### Goals
A. Which main vessel types does the passage on Red Sea ship traffic say were categorized?
B. Write the next part of the passage on Red Sea ship traffic, starting after the Figure 1 caption.

### Source passage
Numerous parameters have to be considered for underwater sound modeling, which vary with location, time, and environmental conditions such as sound speed, density, ship positions, bathymetry structure, and attenuation³².Therefore, these parameters have to be continually updated for developing a representative and effective underwater sound model.

AIS data and source modeling

AIS, a VHF-based system, facilitates message exchange among ships; AIS is mandatory for ships over 300 tons to enhance navigation and safety. Vessel positions in the Red Sea were derived from AIS data for the area with latitudes and longitudes of 10\(^\circ\)–30\(^\circ\) and 30\(^\circ\)–50\(^\circ\), respectively, for 2 months (January and July) in 2021. Vessel density maps for the Red Sea based on historical AIS data for January and July 2021 are shown in Fig. 1 using the data provided by Global Maritime Traffic Density Service³³. Herein, only some main vessel types were categorized, namely tankers, bulkers, container ships, open hatch vessels, and vehicle carriers.

These ships were chosen due to their dominance in the area in January and July. For example, tankers accounted for 25% of the total ship traffic. Thus, the Red Sea is a vital shipping route for tankers, particularly those involved in transporting oil products. Additionally, different carriers constituted 15% of the total ship traffic, whereas bulkers and open hatch ships collectively represented 13% of the maritime activity. Container ships constituted 9.3% of the total ship traffic, underscoring the role of the Red Sea in facilitating the global movement of goods through containerized shipping. In contrast, passenger ships constituted only 0.4% of the total ship traffic, whereas fishing vessels, including fishery patrol vessels and fishery vessels, represented   3% of the total ship traffic. These fishing vessels primarily operate near shore.

Figure 1

A map of Red Sea shipping traffic density as a fraction of total time per square km (color) for (a) January 2021 and (b) July 2021³³. Map produced using Matlab R2023a (https://www.mathworks.com).

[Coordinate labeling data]
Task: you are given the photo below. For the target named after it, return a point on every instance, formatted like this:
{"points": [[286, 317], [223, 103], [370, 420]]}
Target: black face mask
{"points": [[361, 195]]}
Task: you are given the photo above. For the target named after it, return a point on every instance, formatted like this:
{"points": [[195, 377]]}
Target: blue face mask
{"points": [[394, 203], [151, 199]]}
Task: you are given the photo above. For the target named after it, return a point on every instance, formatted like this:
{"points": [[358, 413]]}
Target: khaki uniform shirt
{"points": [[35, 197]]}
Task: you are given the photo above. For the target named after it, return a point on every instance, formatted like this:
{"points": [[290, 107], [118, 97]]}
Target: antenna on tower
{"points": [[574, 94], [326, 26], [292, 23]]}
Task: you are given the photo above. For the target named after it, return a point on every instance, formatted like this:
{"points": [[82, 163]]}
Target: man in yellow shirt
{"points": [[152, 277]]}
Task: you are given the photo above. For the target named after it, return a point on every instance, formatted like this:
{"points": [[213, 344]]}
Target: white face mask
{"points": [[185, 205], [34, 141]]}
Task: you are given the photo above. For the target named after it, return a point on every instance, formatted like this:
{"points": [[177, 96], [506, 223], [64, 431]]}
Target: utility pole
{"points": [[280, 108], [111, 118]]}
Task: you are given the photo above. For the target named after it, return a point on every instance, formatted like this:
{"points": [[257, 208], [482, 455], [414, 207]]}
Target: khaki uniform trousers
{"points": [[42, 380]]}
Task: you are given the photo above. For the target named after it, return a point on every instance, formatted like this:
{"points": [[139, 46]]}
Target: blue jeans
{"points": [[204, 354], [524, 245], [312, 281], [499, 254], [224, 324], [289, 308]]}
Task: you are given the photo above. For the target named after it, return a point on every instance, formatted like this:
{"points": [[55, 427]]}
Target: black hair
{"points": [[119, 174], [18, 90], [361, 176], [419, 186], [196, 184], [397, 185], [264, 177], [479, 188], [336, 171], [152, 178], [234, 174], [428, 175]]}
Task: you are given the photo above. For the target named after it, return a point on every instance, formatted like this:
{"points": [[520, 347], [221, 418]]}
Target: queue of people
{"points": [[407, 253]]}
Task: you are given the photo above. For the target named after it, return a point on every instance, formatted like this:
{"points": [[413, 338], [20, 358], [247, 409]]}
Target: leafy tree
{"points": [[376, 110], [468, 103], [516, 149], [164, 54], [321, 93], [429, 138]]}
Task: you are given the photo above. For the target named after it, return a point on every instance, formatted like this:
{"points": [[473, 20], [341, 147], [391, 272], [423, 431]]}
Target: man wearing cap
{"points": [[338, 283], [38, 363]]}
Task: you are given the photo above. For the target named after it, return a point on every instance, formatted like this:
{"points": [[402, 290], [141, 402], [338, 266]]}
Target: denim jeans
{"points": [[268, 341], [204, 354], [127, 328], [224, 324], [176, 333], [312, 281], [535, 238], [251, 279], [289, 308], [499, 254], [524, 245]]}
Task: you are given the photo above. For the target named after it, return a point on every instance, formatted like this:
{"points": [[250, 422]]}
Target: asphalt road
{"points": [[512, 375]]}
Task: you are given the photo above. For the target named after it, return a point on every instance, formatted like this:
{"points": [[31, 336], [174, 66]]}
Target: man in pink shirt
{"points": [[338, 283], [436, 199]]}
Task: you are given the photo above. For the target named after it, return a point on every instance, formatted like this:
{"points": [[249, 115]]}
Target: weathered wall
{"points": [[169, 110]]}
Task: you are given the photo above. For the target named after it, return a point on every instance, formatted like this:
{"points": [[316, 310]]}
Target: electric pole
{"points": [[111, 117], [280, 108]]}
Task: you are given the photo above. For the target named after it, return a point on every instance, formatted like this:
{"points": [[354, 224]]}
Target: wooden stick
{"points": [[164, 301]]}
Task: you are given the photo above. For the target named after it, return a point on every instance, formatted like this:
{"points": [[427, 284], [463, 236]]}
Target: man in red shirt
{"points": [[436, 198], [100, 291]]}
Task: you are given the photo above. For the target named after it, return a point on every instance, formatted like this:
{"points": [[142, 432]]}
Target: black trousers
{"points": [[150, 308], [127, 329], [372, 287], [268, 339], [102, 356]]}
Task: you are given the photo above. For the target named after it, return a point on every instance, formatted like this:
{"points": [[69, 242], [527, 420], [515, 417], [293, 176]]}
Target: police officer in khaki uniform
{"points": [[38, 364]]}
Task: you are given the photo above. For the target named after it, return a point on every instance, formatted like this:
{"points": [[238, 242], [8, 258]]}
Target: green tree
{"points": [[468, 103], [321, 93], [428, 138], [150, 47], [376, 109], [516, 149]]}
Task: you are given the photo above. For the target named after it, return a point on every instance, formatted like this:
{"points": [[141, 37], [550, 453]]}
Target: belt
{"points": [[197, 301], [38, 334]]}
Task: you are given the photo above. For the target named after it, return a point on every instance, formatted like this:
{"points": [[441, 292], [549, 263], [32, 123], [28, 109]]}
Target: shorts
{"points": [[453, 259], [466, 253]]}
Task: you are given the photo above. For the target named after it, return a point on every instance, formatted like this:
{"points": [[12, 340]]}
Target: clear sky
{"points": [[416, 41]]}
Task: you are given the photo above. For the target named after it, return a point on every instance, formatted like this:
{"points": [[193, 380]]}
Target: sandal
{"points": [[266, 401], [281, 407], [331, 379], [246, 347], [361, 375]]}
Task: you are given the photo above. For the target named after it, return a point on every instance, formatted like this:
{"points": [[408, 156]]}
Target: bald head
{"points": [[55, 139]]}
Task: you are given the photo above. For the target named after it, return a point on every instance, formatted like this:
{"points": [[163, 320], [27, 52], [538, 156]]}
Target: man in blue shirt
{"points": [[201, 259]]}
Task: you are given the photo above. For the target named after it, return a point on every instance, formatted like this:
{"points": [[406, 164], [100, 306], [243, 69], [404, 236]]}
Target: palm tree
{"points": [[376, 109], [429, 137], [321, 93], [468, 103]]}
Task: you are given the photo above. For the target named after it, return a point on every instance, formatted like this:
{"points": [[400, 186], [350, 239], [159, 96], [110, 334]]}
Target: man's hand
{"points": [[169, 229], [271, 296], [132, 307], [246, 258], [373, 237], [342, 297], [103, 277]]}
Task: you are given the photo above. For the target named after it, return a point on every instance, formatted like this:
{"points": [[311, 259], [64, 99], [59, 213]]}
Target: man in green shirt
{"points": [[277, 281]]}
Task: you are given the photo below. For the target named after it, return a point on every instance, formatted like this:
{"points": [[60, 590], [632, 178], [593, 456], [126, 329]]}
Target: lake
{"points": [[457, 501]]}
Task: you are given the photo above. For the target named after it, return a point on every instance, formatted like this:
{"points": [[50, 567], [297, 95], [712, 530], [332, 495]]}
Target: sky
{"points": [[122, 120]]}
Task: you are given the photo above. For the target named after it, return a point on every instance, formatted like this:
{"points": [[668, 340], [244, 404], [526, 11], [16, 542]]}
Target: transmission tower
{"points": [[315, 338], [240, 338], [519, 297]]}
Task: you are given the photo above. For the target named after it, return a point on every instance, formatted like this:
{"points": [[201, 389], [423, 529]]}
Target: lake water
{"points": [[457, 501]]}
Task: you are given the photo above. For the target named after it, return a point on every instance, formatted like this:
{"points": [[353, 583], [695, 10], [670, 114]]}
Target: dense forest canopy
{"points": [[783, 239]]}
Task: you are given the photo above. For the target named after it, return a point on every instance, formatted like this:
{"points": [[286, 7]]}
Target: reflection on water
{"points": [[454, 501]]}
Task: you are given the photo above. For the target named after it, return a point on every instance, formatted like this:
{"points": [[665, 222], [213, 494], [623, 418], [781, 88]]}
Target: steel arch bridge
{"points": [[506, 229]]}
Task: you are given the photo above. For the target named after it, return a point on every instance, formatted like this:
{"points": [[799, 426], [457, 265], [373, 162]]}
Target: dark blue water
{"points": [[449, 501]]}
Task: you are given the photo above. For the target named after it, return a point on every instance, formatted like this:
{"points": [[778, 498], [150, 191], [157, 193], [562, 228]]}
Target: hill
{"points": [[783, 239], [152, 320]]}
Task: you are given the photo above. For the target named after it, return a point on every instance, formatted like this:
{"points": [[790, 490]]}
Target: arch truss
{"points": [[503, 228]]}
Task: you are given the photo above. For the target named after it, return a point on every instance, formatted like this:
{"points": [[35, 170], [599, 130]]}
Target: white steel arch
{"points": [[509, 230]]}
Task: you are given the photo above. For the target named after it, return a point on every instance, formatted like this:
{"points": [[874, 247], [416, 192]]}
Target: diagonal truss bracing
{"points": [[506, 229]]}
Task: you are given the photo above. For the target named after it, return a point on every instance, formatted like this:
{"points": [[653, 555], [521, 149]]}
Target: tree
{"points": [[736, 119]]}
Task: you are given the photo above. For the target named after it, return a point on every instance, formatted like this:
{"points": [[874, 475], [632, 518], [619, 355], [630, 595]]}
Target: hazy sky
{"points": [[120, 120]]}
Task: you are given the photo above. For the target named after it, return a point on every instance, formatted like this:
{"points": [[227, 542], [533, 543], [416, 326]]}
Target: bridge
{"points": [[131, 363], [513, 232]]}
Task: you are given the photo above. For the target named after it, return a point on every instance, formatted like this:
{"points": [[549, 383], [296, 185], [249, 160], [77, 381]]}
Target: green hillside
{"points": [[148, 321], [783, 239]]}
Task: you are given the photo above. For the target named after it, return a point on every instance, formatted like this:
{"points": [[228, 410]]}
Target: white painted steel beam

### Task responses
A. Tankers, bulkers, container ships, open hatch vessels, and vehicle carriers.

B.
A moving ship produces noise at various frequencies and levels from propeller cavitation, engine and hull vibrations, and bow wave. Among these, propellers are the main source of noise³⁴. The features of the noise generated depend on factors such as the ship’s type, design, construction, maintenance status, and navigation conditions (e.g., speed and load). The sound produced in a specific direction can be characterized by the spectral density of the source level (SL), which is a function of frequency (known as the acoustic signature) and is measured in dB re 1 \(\upmu\) Pa\(^{2}\) m\(^{2}\)/Hz.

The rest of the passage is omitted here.